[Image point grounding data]

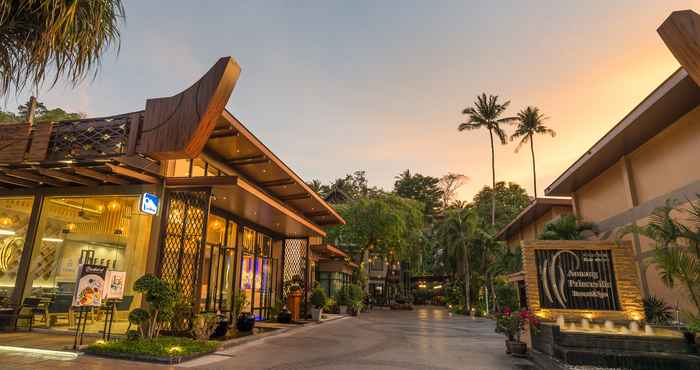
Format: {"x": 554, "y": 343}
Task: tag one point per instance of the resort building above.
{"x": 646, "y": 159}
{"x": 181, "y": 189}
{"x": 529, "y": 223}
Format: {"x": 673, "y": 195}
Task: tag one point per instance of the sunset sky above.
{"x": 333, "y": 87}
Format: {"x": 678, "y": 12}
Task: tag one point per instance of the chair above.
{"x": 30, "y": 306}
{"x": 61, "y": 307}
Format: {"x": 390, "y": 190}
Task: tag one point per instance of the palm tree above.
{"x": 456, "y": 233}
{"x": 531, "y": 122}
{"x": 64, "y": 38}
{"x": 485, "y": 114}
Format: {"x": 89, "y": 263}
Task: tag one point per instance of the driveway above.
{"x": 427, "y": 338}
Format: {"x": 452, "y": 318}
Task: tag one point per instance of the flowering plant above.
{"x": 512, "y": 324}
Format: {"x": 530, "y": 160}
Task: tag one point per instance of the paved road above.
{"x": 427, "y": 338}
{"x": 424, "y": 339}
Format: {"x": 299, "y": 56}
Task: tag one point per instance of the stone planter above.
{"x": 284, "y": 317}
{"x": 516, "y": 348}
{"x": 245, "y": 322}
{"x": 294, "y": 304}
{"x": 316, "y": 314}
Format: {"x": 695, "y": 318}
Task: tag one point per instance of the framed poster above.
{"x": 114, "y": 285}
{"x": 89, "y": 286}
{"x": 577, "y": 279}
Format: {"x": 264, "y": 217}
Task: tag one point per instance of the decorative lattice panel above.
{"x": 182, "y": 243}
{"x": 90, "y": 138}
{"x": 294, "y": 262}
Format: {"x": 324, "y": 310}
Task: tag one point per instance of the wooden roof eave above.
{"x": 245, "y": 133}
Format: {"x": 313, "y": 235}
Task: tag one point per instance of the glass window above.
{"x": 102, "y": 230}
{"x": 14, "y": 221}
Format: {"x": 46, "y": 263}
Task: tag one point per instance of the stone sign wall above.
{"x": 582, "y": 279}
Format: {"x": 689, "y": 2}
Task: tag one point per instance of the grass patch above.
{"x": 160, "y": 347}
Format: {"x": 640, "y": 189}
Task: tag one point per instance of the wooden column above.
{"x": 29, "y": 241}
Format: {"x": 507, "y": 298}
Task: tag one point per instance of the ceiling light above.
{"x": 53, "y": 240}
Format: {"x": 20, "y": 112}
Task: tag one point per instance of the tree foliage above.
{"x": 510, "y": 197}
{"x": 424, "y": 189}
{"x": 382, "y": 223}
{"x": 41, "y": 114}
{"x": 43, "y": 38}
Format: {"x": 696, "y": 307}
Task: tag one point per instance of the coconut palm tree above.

§ **WORK TASK**
The entries above, without their pictures, should be written out exactly.

§ **REPLY TO THE EXERCISE**
Format: {"x": 554, "y": 343}
Task: tag one point per instance of the resort building above.
{"x": 646, "y": 159}
{"x": 181, "y": 189}
{"x": 529, "y": 223}
Format: {"x": 673, "y": 195}
Task: tag one point per instance of the sunset sky above.
{"x": 333, "y": 87}
Format: {"x": 678, "y": 12}
Task: tag one point per instance of the chair above.
{"x": 30, "y": 306}
{"x": 61, "y": 307}
Format: {"x": 390, "y": 190}
Task: tag one point per instance of the palm tree above.
{"x": 456, "y": 233}
{"x": 531, "y": 122}
{"x": 64, "y": 38}
{"x": 485, "y": 114}
Format: {"x": 89, "y": 263}
Task: tag one point per instance of the driveway above.
{"x": 427, "y": 338}
Format: {"x": 452, "y": 318}
Task: tag one point per instance of the flowering plant above.
{"x": 512, "y": 324}
Format: {"x": 530, "y": 160}
Task: tag one point per instance of the paved road above.
{"x": 427, "y": 338}
{"x": 424, "y": 339}
Format: {"x": 299, "y": 56}
Task: tag one point per instance of the stone planter above.
{"x": 284, "y": 317}
{"x": 516, "y": 348}
{"x": 245, "y": 322}
{"x": 294, "y": 304}
{"x": 316, "y": 314}
Format: {"x": 695, "y": 318}
Task: tag one point per instance of the framed poster above.
{"x": 114, "y": 285}
{"x": 89, "y": 286}
{"x": 577, "y": 279}
Format: {"x": 264, "y": 217}
Task: tag one point per instance of the decorative lattice panel above.
{"x": 182, "y": 243}
{"x": 90, "y": 138}
{"x": 294, "y": 262}
Format: {"x": 324, "y": 310}
Task: tag one point per instance of the wooden roof eave above.
{"x": 245, "y": 133}
Format: {"x": 313, "y": 235}
Task: tag one point per instance of the glass window above.
{"x": 102, "y": 230}
{"x": 14, "y": 221}
Format: {"x": 46, "y": 263}
Task: tag one point per instance of the stone sign wall above.
{"x": 582, "y": 279}
Format: {"x": 689, "y": 2}
Task: tag one point per instance of the grass patch above.
{"x": 160, "y": 347}
Format: {"x": 640, "y": 189}
Task: tag one point per instance of the wooden column above.
{"x": 29, "y": 241}
Format: {"x": 507, "y": 298}
Task: tag one point per instance of the ceiling light above.
{"x": 53, "y": 240}
Format: {"x": 20, "y": 112}
Task: tag one point per instance of the tree foliage above.
{"x": 510, "y": 197}
{"x": 424, "y": 189}
{"x": 382, "y": 223}
{"x": 41, "y": 114}
{"x": 43, "y": 38}
Format: {"x": 696, "y": 307}
Task: tag one point per instance of the coconut palm tree above.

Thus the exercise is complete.